> _Given problem_
Please print, word for word, the lines of the listing below, starting at the line that contains "Indicate the stone" and ending after the line that contains "pixel 43 837".
________
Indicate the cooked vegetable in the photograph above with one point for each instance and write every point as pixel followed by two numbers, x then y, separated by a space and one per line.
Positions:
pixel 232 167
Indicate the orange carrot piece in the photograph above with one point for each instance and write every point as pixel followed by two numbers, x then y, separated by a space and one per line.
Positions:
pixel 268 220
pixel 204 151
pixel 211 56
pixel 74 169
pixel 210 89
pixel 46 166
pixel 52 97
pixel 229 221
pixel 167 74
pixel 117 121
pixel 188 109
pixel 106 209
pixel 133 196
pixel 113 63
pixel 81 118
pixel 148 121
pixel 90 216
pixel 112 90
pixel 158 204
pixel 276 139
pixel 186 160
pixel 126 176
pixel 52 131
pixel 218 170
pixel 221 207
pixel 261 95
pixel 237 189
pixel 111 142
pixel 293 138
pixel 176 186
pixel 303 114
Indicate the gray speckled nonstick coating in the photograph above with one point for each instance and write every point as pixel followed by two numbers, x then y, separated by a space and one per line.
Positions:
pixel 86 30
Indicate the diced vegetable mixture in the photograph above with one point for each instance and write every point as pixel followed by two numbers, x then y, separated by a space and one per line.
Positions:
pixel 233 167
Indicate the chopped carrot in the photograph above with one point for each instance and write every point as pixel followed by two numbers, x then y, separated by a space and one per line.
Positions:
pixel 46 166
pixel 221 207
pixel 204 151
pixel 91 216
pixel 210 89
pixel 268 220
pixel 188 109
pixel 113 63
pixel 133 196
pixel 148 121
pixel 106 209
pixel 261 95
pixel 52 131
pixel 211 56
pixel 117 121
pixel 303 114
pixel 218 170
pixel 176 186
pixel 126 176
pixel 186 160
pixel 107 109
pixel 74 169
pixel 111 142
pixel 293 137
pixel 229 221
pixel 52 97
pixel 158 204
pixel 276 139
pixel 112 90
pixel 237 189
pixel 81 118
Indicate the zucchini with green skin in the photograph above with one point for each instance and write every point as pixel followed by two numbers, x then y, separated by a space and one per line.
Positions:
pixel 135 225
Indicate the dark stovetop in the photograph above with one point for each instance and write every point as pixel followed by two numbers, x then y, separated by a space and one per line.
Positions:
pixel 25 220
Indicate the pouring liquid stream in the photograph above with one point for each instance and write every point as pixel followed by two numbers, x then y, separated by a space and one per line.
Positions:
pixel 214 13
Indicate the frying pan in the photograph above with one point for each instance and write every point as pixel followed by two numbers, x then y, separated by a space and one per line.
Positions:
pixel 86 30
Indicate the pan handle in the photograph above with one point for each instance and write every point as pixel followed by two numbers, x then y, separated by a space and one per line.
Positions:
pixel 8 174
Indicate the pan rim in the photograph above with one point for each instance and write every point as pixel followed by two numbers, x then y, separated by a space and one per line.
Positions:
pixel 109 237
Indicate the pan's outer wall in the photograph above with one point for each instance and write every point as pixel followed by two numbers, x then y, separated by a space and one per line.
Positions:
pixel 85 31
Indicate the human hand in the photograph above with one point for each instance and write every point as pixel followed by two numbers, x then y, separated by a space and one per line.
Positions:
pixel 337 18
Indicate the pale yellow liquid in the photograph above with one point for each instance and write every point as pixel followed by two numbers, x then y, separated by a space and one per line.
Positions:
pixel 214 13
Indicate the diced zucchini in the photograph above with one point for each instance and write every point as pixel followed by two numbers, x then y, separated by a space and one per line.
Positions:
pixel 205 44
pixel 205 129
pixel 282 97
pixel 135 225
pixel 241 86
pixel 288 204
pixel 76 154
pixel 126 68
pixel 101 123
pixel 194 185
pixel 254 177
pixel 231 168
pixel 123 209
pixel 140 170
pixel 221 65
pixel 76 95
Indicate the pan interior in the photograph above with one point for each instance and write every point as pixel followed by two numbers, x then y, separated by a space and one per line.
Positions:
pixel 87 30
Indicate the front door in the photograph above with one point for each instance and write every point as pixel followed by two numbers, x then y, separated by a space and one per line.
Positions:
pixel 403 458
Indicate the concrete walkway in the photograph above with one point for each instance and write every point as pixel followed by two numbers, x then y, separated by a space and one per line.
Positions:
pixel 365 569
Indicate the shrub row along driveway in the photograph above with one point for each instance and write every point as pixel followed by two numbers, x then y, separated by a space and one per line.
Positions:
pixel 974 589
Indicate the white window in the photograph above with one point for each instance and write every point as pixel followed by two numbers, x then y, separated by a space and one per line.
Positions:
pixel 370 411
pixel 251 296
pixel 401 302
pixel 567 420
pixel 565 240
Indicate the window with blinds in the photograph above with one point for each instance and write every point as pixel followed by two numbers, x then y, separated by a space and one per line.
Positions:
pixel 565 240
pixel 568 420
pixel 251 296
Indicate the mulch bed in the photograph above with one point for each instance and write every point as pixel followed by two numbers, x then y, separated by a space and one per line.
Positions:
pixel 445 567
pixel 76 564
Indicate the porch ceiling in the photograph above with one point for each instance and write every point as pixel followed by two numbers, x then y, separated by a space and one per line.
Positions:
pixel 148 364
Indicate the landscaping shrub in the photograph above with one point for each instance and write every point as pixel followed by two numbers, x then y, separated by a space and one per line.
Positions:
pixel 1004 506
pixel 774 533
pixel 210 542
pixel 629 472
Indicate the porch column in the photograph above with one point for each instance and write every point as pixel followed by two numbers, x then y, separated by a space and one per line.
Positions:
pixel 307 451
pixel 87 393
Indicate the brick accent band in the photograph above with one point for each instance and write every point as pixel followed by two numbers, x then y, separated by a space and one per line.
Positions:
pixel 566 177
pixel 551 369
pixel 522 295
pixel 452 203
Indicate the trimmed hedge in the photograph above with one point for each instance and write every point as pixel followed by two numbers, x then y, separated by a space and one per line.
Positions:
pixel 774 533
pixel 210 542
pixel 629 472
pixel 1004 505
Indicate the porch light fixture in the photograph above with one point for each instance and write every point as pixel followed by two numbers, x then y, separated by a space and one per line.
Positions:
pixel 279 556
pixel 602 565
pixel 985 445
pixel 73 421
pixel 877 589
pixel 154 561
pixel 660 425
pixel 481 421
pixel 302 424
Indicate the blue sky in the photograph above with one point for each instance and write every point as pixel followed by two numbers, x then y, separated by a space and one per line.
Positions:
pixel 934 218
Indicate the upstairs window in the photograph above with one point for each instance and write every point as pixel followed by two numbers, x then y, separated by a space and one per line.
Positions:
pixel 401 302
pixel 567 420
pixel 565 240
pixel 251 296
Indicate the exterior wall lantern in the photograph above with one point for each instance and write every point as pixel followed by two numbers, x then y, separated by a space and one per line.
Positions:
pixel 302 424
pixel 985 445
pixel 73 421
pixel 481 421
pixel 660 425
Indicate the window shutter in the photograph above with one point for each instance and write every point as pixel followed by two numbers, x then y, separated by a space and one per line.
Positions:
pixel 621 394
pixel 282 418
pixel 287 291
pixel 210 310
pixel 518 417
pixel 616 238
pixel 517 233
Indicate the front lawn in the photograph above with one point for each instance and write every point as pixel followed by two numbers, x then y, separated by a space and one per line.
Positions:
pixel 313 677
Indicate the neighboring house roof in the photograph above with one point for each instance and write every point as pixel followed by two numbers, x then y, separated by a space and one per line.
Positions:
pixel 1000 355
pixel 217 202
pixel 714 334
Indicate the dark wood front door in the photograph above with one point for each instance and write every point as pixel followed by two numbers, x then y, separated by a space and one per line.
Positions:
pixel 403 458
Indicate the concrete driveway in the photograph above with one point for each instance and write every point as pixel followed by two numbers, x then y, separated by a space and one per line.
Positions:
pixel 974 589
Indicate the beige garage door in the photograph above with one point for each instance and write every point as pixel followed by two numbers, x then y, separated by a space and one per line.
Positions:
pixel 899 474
________
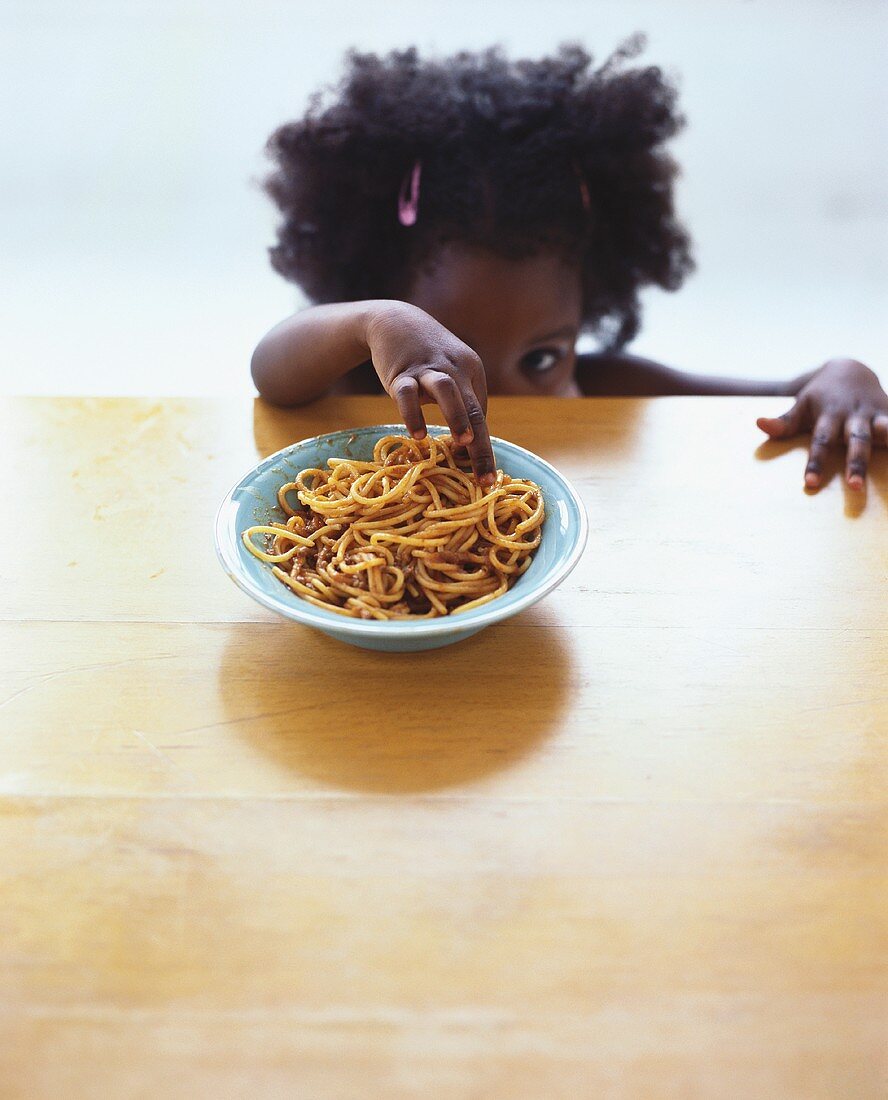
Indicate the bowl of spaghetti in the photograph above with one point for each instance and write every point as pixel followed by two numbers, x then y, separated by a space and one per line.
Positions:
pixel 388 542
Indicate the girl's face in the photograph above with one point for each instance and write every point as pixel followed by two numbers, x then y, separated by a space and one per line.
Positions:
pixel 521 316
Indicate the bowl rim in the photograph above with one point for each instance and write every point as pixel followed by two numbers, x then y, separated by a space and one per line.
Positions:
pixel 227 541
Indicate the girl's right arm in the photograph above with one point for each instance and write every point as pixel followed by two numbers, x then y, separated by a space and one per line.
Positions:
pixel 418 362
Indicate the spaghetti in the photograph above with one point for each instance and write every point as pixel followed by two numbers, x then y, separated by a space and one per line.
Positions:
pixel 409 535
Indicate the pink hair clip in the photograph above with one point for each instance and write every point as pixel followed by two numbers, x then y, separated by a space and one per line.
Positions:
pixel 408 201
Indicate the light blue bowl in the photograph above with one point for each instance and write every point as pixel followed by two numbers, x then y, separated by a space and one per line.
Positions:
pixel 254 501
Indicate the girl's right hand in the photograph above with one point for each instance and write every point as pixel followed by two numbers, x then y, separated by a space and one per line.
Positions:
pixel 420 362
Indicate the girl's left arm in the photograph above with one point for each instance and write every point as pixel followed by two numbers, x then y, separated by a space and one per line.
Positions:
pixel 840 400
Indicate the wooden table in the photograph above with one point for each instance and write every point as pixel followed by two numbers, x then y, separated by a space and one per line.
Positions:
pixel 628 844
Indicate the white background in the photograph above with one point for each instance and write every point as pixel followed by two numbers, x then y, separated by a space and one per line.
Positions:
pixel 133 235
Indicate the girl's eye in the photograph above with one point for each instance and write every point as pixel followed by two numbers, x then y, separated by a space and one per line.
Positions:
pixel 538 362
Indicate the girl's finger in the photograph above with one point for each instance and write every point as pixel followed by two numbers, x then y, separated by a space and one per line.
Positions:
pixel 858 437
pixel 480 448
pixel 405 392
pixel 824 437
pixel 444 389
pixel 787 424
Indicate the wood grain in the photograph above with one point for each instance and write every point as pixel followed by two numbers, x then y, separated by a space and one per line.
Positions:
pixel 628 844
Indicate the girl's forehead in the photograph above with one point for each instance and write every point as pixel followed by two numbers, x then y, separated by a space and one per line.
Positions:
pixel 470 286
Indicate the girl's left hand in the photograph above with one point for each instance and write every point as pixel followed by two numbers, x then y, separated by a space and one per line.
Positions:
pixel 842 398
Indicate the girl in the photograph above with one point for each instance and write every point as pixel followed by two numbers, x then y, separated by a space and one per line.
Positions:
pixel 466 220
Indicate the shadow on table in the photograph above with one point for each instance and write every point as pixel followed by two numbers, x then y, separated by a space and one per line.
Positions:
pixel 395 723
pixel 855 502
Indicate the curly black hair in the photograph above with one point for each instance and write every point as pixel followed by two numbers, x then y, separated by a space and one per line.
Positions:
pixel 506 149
________
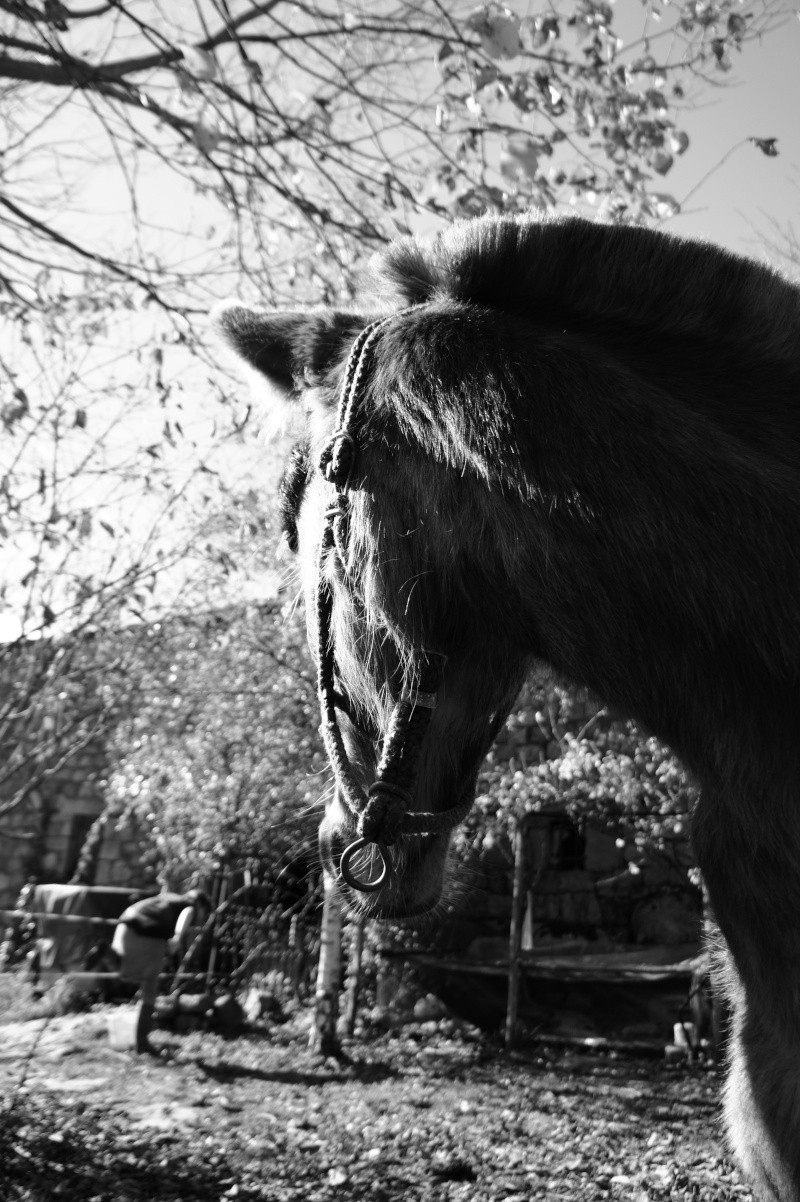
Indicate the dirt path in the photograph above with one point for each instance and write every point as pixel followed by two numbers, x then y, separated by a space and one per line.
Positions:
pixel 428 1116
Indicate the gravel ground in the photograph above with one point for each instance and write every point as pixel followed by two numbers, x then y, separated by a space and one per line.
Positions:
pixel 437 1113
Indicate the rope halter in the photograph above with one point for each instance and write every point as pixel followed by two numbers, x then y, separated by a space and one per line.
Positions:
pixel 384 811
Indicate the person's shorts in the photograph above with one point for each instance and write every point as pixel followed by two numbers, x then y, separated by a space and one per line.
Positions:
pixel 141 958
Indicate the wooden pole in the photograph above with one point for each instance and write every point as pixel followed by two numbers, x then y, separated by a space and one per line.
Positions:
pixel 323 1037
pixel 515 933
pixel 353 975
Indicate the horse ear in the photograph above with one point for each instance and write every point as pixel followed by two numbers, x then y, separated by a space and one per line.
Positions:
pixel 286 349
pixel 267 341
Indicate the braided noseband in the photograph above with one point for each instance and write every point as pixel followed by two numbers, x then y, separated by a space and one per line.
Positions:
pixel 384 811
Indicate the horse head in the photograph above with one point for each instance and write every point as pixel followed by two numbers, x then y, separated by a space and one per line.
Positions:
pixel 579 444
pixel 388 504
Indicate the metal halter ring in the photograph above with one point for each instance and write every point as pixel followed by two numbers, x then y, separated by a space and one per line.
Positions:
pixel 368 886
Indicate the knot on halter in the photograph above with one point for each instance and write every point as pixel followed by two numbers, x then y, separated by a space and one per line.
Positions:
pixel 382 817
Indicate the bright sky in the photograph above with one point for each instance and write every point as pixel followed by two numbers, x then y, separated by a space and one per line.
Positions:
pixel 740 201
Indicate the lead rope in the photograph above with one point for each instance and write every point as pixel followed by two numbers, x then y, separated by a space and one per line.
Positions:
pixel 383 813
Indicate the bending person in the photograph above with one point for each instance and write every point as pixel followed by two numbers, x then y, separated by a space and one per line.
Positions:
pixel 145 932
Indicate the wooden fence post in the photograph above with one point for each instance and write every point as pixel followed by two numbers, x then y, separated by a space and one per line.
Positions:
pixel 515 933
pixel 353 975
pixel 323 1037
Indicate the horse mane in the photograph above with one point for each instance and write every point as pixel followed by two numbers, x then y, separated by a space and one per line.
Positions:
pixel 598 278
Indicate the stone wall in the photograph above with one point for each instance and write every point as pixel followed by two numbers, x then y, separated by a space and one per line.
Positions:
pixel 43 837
________
> _Solution to the exercise_
Indicate the stone wall in the photograph above with one point for each instance and write every point as pixel followed by two numbers, x then y, separated by a space and one per line.
Positions:
pixel 43 837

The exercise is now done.